**Fragmento extraído**
/---
En estas últimas cuatro décadas, el sistema político respondió con algunas iniciativas –lamentablemente escasas– que contribuyeron al avance de la institucionalidad democrática en el país. Los acuerdos políticos del año 1990 viabilizaron cortes electorales imparciales y posibilitaron las reformas constitucionales de 1997 y 2004. En el marco de estos consensos, por ejemplo, se pudo avanzar en materia de descentralización administrativa, municipalismo y participación popular, así como se creó el Tribunal Constitucional y la Defensoría del Pueblo.

Luego, los acuerdos políticos de fines de 2008 posibilitaron la aprobación de un nuevo texto constitucional, que fue llevado a un referendo popular, abriendo una agenda de inclusión, pluralismo, derechos, garantías y participación indígena. Entre las innovaciones más llamativas se tiene a la elección de las más altas autoridades judiciales por voto popular y el reconocimiento constitucional de la justicia indígena en igual jerarquía a la justicia ordinaria, que hoy –a más de diez años de aprobación– requieren ser revisados y mejorados, ya que los mecanismos adoptados para su implementación resultaron disfuncionales a sus propósitos.
\---
**Descripción del ejercicio**
Reproduce completo el fragmento sobre los acuerdos políticos y las reformas constitucionales, sin alterar ninguna palabra ni signo.

**Datos presentados**
/---
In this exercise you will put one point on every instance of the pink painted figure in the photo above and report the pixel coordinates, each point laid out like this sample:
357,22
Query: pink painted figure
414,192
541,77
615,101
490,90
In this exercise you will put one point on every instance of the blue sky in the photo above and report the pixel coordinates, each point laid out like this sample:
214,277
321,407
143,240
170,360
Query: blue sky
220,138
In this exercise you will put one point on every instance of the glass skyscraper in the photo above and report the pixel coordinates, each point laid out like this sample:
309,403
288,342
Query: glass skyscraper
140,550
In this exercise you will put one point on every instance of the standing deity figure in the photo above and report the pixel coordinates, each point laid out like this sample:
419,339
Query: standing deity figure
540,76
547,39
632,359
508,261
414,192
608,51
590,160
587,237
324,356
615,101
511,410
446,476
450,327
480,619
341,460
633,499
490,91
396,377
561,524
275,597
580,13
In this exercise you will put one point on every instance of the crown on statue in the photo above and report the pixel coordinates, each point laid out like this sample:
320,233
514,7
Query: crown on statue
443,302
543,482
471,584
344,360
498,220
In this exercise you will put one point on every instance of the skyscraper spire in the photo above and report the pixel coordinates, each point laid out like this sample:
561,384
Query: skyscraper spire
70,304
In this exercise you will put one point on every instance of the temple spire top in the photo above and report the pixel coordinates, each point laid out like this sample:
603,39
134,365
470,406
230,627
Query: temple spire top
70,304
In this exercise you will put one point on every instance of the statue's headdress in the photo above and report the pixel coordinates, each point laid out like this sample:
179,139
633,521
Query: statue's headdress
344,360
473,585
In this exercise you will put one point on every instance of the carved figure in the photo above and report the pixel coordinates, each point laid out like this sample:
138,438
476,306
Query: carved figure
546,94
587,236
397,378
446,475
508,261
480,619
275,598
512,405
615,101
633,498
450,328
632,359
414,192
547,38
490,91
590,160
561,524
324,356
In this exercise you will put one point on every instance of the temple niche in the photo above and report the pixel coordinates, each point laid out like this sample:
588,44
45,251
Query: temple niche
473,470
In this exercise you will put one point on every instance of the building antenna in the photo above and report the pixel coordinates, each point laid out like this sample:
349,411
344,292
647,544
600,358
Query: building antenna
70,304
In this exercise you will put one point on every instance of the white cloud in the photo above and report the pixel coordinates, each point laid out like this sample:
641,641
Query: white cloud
\---
**Respuesta escrita**
En estas últimas cuatro décadas, el sistema político respondió con algunas iniciativas –lamentablemente escasas– que contribuyeron al avance de la institucionalidad democrática en el país. Los acuerdos políticos del año 1990 viabilizaron cortes electorales imparciales y posibilitaron las reformas constitucionales de 1997 y 2004. En el marco de estos consensos, por ejemplo, se pudo avanzar en materia de descentralización administrativa, municipalismo y participación popular, así como se creó el Tribunal Constitucional y la Defensoría del Pueblo.

Luego, los acuerdos políticos de fines de 2008 posibilitaron la aprobación de un nuevo texto constitucional, que fue llevado a un referendo popular, abriendo una agenda de inclusión, pluralismo, derechos, garantías y participación indígena. Entre las innovaciones más llamativas se tiene a la elección de las más altas autoridades judiciales por voto popular y el reconocimiento constitucional de la justicia indígena en igual jerarquía a la justicia ordinaria, que hoy –a más de diez años de aprobación– requieren ser revisados y mejorados, ya que los mecanismos adoptados para su implementación resultaron disfuncionales a sus propósitos.